------ Records provided

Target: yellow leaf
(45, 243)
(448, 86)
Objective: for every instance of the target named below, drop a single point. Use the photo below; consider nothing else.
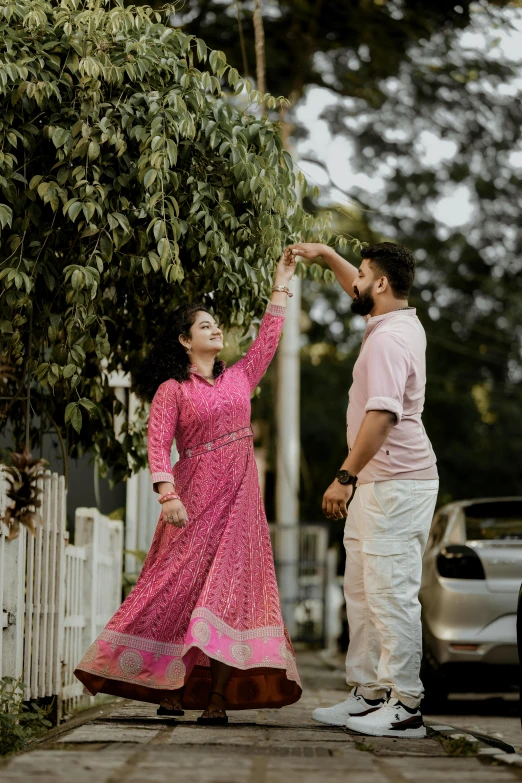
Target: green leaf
(149, 177)
(6, 215)
(76, 419)
(60, 136)
(94, 150)
(201, 49)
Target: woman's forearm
(164, 487)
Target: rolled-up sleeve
(388, 366)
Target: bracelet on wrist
(283, 289)
(168, 496)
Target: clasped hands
(336, 500)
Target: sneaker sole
(342, 721)
(331, 721)
(398, 734)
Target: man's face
(364, 302)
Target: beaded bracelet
(168, 496)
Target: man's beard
(363, 304)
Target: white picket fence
(56, 597)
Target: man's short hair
(395, 262)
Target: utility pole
(287, 412)
(288, 459)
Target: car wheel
(436, 687)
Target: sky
(455, 209)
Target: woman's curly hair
(167, 358)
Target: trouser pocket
(385, 563)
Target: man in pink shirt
(391, 463)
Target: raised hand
(308, 250)
(173, 513)
(285, 268)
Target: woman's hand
(173, 513)
(309, 250)
(285, 268)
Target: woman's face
(205, 335)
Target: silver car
(471, 579)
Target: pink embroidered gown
(208, 590)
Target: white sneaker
(339, 713)
(390, 720)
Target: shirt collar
(194, 368)
(377, 319)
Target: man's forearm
(375, 428)
(345, 272)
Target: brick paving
(126, 742)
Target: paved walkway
(126, 742)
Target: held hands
(336, 500)
(173, 513)
(308, 250)
(285, 268)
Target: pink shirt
(390, 375)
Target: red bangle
(168, 496)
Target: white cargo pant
(385, 536)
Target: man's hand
(336, 499)
(345, 273)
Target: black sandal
(167, 711)
(210, 721)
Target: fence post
(85, 536)
(57, 661)
(14, 606)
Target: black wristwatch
(345, 477)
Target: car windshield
(494, 521)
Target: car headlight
(459, 562)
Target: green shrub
(19, 723)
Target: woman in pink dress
(202, 628)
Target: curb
(488, 747)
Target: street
(125, 742)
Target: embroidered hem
(159, 665)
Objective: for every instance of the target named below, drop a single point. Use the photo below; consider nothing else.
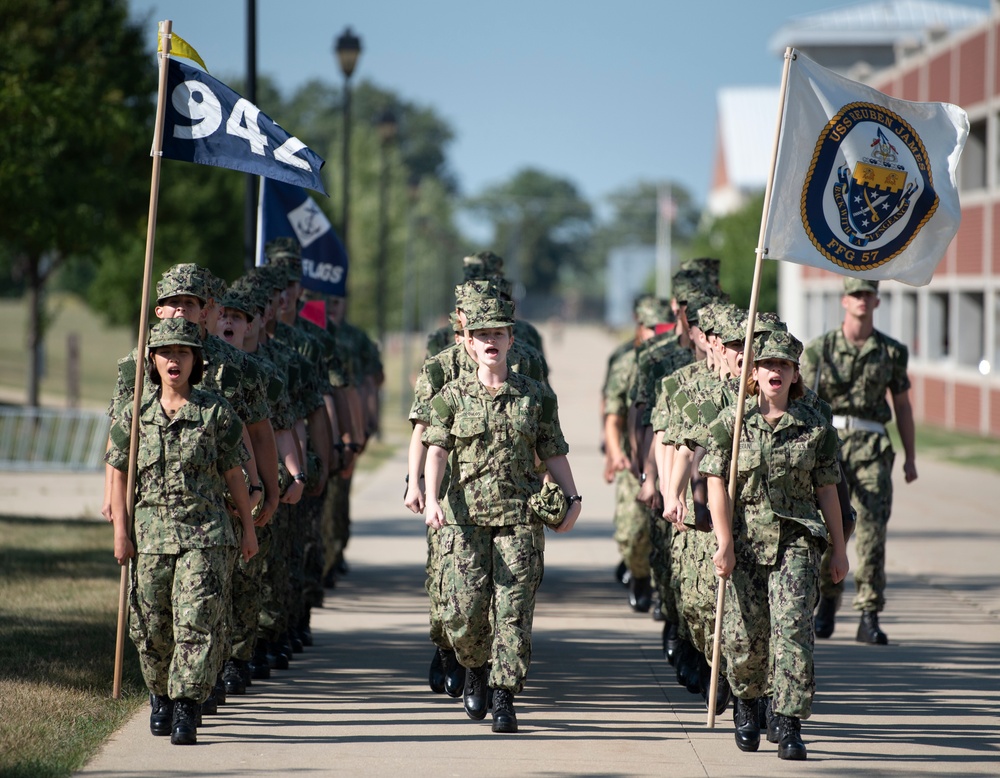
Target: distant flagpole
(154, 198)
(720, 603)
(665, 212)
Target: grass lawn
(58, 612)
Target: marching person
(190, 450)
(853, 367)
(495, 422)
(771, 551)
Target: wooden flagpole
(720, 603)
(140, 372)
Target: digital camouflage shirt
(493, 442)
(180, 465)
(852, 380)
(779, 471)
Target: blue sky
(602, 93)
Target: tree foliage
(541, 224)
(733, 239)
(75, 111)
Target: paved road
(601, 700)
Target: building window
(938, 342)
(972, 167)
(970, 347)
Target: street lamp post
(347, 48)
(386, 123)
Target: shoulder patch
(435, 373)
(441, 407)
(126, 370)
(548, 409)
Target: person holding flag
(770, 550)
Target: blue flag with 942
(208, 123)
(288, 211)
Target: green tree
(75, 115)
(733, 239)
(633, 222)
(541, 224)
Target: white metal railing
(43, 439)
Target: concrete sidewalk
(601, 700)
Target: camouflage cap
(778, 345)
(652, 311)
(290, 266)
(488, 312)
(174, 332)
(706, 267)
(734, 328)
(186, 278)
(482, 265)
(240, 299)
(255, 294)
(769, 322)
(477, 289)
(853, 284)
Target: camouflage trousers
(246, 597)
(767, 630)
(312, 552)
(869, 480)
(175, 610)
(631, 525)
(275, 584)
(336, 521)
(661, 537)
(699, 587)
(434, 586)
(492, 570)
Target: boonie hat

------------

- [About this task]
Copy everything in the listing above exactly except the pictures.

- [Written reply]
Target: yellow leaf
(45, 243)
(448, 86)
Objective: for every instance of the target named below, drop a single point. Use the photo below; consider nothing else.
Target: green leaf
(149, 177)
(6, 215)
(76, 419)
(60, 136)
(94, 150)
(201, 49)
Target: woman's forearm
(164, 487)
Target: rolled-up sleeve
(388, 366)
Target: bracelet on wrist
(283, 289)
(168, 496)
Target: clasped hands
(336, 500)
Target: sneaker sole
(342, 721)
(331, 721)
(398, 734)
Target: man's face
(364, 302)
Target: beaded bracelet
(168, 496)
Target: man's beard
(363, 304)
Target: white picket fence
(56, 597)
Target: man's short hair
(395, 262)
Target: utility pole
(287, 412)
(288, 459)
Target: car wheel
(436, 687)
Target: sky
(455, 209)
Target: woman's curly hair
(167, 358)
Target: trouser pocket
(385, 563)
Target: man in pink shirt
(391, 463)
Target: raised hand
(308, 250)
(173, 513)
(285, 268)
Target: woman's hand
(173, 513)
(309, 250)
(285, 268)
Target: woman's face
(205, 335)
Target: silver car
(471, 579)
Target: pink embroidered gown
(208, 590)
Target: white sneaker
(339, 713)
(390, 720)
Target: shirt collar
(194, 368)
(377, 319)
Target: man's forearm
(375, 428)
(345, 272)
Target: brick paving
(126, 742)
Target: paved walkway
(126, 742)
Target: held hands
(336, 500)
(173, 513)
(308, 250)
(285, 268)
Target: pink shirt
(390, 375)
Target: red bangle
(168, 496)
Target: white cargo pant
(385, 536)
Target: man's hand
(336, 499)
(345, 273)
Target: black sandal
(167, 711)
(210, 721)
Target: fence post
(85, 536)
(57, 661)
(14, 606)
Target: black wristwatch
(345, 477)
Target: car windshield
(494, 521)
Target: car headlight
(459, 562)
Target: green shrub
(19, 723)
Target: woman in pink dress
(202, 628)
Target: curb
(488, 747)
Target: street
(125, 742)
Target: embroidered hem
(159, 665)
Objective: for every instance of the target named below, drop a single point. Use the photo below; consider nothing else.
Target: distant flagpole
(154, 198)
(720, 603)
(665, 212)
Target: grass lawn
(58, 612)
Target: marching person
(190, 450)
(853, 367)
(495, 422)
(771, 551)
Target: wooden flagpole
(720, 603)
(140, 372)
Target: digital camouflage shirt
(493, 442)
(180, 465)
(852, 380)
(779, 471)
Target: blue sky
(602, 93)
Target: tree foliage
(541, 224)
(733, 239)
(75, 111)
Target: paved road
(601, 700)
Target: building window
(938, 342)
(972, 167)
(970, 347)
Target: street lamp post
(347, 48)
(386, 123)
Target: shoulder patch
(435, 373)
(441, 407)
(126, 370)
(548, 409)
Target: person holding flag
(770, 550)
Target: blue flag with 942
(208, 123)
(288, 211)
Target: green tree
(75, 115)
(733, 239)
(633, 222)
(541, 224)
Target: white metal railing
(43, 439)
Target: concrete sidewalk
(601, 700)
Target: camouflage cap
(778, 345)
(652, 311)
(290, 266)
(488, 312)
(174, 332)
(706, 267)
(734, 328)
(186, 278)
(482, 265)
(240, 299)
(255, 294)
(769, 322)
(477, 289)
(853, 284)
Target: camouflage trousers
(246, 597)
(767, 630)
(312, 552)
(869, 480)
(175, 610)
(631, 525)
(275, 584)
(336, 521)
(661, 537)
(699, 587)
(434, 586)
(492, 570)
Target: boonie hat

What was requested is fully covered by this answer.